◆ Pedido escrito 1
Retorne, sem nenhuma alteração, o trecho do texto fornecido que começa em "No Um Toque" e termina em "filme, são cegos.".

◆ Texto fornecido
▬▬▬

No Um Toque de Aurora, nós tínhamos também uma equipe bastante diversa. Na natureza de nossos projetos, a gente sempre trabalha com pessoas das mais variadas partes do mundo. Aqui nós tínhamos um diretor de fotografia indiano que já gravou projetos como As Aventuras de Pi, Jurassic World — ele fazia parte dos efeitos visuais. Tínhamos a maquiadora de Teen Wolf, de Jogos Vorazes, do Meu Amigo Hindu. Tínhamos uma série de pessoas vinculadas ao projeto, que tinha uma determinada projeção nacional e internacional.
A Thaila Ayala é a nossa protagonista, e o Al Danuzio também já ganhou Kikito em Gramado por Aquarela, dirigido e atuado por ele. E a Thaila Ayala nós já conhecíamos da televisão e do cinema, e mesmo numa incursão de cinema internacional. Assim, ela deu vida à nossa personagem Sara. Os dois personagens, nesse filme, são cegos.
Bem, para o convite da Tayla foi curioso, eu consegui o contato direto dela, através de uma colega da indústria, eu mandei um e-mail fazendo o convite para Tayla e ela foi super educada, se interessou muito pelo projeto, nós marcamos nossa reunião. Pois bem, assim que o projeto realmente falava da privação da visão, nós tivemos nossa apresentação como de costume, mostrando os valores do projeto, a contrapartida social, a equipe forte que nós tínhamos reunido, e, parte dessa nossa reunião, nós vendamos a Tayla e fizemos uma dinâmica de cheiros, toques, diferentes sensações, uma vez que desprovida da visão, terminamos com essa caixa, esse presente para ela, que acho foi a cereja do bolo, foi o que determinou mesmo o sim dela no nosso projeto.

▬▬▬

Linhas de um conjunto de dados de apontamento
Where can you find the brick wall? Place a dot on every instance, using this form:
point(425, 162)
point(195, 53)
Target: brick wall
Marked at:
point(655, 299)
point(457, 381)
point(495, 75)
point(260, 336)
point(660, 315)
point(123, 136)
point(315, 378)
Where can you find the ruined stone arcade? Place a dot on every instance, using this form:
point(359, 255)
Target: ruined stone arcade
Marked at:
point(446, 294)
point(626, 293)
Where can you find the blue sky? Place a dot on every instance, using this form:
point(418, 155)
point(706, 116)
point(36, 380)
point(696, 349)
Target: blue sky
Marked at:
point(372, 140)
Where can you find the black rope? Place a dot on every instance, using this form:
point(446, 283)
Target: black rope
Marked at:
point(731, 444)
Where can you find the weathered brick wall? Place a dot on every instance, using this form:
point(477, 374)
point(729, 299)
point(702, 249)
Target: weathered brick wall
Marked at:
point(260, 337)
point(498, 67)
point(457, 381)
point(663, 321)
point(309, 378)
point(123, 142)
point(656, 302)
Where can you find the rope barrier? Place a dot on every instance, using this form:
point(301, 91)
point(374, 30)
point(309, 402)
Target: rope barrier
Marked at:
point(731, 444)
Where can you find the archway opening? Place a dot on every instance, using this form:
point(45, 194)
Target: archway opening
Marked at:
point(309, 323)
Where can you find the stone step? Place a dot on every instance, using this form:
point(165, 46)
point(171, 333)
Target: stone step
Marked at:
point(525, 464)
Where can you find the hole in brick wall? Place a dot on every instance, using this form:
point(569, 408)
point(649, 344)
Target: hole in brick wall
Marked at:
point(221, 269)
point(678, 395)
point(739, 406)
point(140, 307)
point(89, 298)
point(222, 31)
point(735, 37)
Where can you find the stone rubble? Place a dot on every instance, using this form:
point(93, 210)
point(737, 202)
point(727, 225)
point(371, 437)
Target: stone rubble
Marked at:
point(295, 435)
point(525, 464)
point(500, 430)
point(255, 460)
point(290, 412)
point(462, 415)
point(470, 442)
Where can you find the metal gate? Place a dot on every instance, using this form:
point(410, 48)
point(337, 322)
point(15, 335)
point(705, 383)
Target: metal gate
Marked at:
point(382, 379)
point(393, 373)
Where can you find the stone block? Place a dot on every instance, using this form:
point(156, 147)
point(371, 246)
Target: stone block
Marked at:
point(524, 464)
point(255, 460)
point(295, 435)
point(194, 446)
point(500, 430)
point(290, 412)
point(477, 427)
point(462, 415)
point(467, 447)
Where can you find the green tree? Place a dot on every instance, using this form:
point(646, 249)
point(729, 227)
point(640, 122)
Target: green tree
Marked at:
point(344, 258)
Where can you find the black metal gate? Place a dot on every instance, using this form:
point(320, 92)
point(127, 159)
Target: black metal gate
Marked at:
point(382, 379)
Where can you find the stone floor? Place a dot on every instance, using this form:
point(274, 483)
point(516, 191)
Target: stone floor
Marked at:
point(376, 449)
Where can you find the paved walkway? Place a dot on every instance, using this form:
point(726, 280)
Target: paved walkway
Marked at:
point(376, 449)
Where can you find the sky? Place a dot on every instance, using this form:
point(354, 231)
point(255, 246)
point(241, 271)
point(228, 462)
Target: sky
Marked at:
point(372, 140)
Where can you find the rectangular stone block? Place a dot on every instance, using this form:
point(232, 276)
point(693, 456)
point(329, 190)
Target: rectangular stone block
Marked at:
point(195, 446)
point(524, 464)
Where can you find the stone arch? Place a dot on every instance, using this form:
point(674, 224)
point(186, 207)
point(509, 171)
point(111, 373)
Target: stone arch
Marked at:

▬▬▬

◆ Pedido escrito 2
Troque "stone" por "granite" nas entradas, começando na linha que contém "Where can you find the sky?" e terminando no fim das entradas, e mantenha todo o resto igual. Apresente somente essas linhas.

◆ Resposta completa 1
No Um Toque de Aurora, nós tínhamos também uma equipe bastante diversa. Na natureza de nossos projetos, a gente sempre trabalha com pessoas das mais variadas partes do mundo. Aqui nós tínhamos um diretor de fotografia indiano que já gravou projetos como As Aventuras de Pi, Jurassic World — ele fazia parte dos efeitos visuais. Tínhamos a maquiadora de Teen Wolf, de Jogos Vorazes, do Meu Amigo Hindu. Tínhamos uma série de pessoas vinculadas ao projeto, que tinha uma determinada projeção nacional e internacional.
A Thaila Ayala é a nossa protagonista, e o Al Danuzio também já ganhou Kikito em Gramado por Aquarela, dirigido e atuado por ele. E a Thaila Ayala nós já conhecíamos da televisão e do cinema, e mesmo numa incursão de cinema internacional. Assim, ela deu vida à nossa personagem Sara. Os dois personagens, nesse filme, são cegos.

◆ Resposta completa 2
Where can you find the sky? Place a dot on every instance, using this form:
point(354, 231)
point(255, 246)
point(241, 271)
point(228, 462)
Target: sky
Marked at:
point(372, 140)
Where can you find the rectangular granite block? Place a dot on every instance, using this form:
point(232, 276)
point(693, 456)
point(329, 190)
Target: rectangular granite block
Marked at:
point(195, 446)
point(524, 464)
Where can you find the granite arch? Place a dot on every instance, using this form:
point(674, 224)
point(186, 207)
point(509, 171)
point(111, 373)
Target: granite arch
Marked at:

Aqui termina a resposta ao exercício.